* Begin Excerpted records *

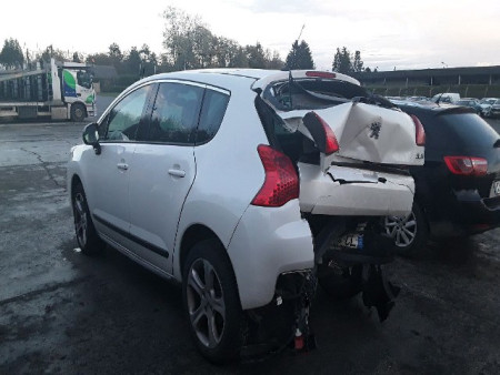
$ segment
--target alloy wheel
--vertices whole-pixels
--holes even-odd
[[[408,247],[417,236],[417,219],[411,212],[408,216],[386,216],[386,233],[394,240],[398,247]]]
[[[226,304],[219,275],[204,259],[196,260],[189,270],[187,302],[198,339],[208,348],[219,345],[226,324]]]

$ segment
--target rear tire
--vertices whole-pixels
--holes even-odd
[[[71,105],[71,120],[73,122],[82,122],[86,119],[87,111],[82,103],[74,103]]]
[[[361,292],[362,266],[336,267],[321,265],[318,283],[333,300],[348,300]]]
[[[231,262],[217,240],[199,242],[189,252],[182,300],[200,353],[216,364],[234,361],[243,343],[243,313]]]
[[[401,256],[416,257],[429,240],[426,215],[417,201],[413,201],[408,216],[387,216],[384,227],[386,233],[394,241],[394,252]]]
[[[86,193],[81,183],[78,183],[71,193],[71,205],[73,207],[74,232],[77,242],[84,255],[96,255],[104,249],[104,242],[93,226],[87,204]]]

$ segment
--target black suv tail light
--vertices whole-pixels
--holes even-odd
[[[486,175],[488,172],[488,161],[483,158],[444,156],[444,163],[453,174]]]

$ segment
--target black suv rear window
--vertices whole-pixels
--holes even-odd
[[[493,128],[473,113],[443,114],[439,118],[468,146],[492,149],[500,138]]]

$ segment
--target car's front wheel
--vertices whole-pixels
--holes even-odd
[[[90,216],[86,193],[81,183],[78,183],[71,193],[73,206],[74,232],[80,250],[86,255],[96,255],[102,252],[104,243],[99,237]]]
[[[182,297],[191,335],[213,363],[238,357],[242,346],[242,310],[231,263],[216,240],[196,244],[183,267]]]
[[[396,252],[402,256],[416,256],[429,239],[426,216],[417,202],[407,216],[386,216],[384,227],[394,241]]]

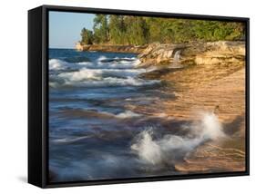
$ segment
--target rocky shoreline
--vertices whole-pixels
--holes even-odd
[[[91,45],[85,49],[138,53],[138,67],[153,68],[140,75],[143,79],[171,84],[167,92],[173,93],[175,100],[127,107],[132,112],[152,116],[164,113],[181,126],[198,119],[195,112],[212,112],[217,107],[216,114],[228,138],[203,143],[176,164],[176,170],[203,173],[245,170],[245,42],[151,44],[136,49]]]
[[[170,83],[176,99],[148,107],[129,107],[132,111],[154,116],[164,112],[180,126],[197,121],[197,112],[214,112],[227,136],[198,147],[175,165],[176,170],[245,170],[245,43],[155,44],[138,58],[139,66],[157,67],[141,76]]]

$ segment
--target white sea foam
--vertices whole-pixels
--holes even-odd
[[[201,113],[199,122],[186,127],[190,131],[190,138],[165,135],[161,139],[154,140],[153,129],[147,129],[138,135],[131,150],[145,163],[169,163],[177,159],[179,154],[185,156],[206,141],[225,137],[221,123],[212,112]]]
[[[64,61],[58,59],[50,59],[49,60],[49,70],[61,70],[65,69],[65,63]]]
[[[108,86],[142,86],[160,82],[146,81],[138,75],[146,72],[145,69],[135,69],[138,60],[133,58],[113,58],[109,60],[100,56],[95,62],[67,63],[58,59],[49,61],[49,69],[57,71],[50,75],[50,87],[78,86],[78,87],[108,87]]]
[[[140,117],[140,116],[141,116],[140,114],[135,113],[131,111],[126,111],[124,112],[116,115],[116,117],[120,119],[134,118],[134,117]]]

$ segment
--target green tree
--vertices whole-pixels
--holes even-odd
[[[81,31],[81,43],[86,44],[93,44],[93,32],[83,28]]]
[[[94,36],[97,43],[107,43],[109,40],[109,30],[107,15],[96,15],[94,18]]]

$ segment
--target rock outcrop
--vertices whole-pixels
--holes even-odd
[[[182,44],[149,44],[139,55],[140,66],[174,64],[179,53],[179,63],[189,64],[220,64],[243,63],[244,42],[219,41]]]

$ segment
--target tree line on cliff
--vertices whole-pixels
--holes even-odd
[[[143,45],[153,42],[179,44],[192,41],[244,39],[243,23],[161,17],[96,15],[93,30],[83,28],[82,44]]]

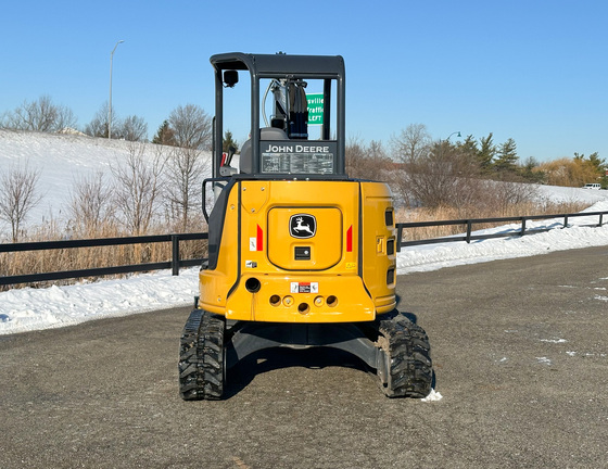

* End Excerpted records *

▶ _Objective_
From the listing above, extract each line containing the string "wheel". Case counts, so only lines with an exact case match qualify.

▶ _Written response_
--target alloy wheel
--target car's front wheel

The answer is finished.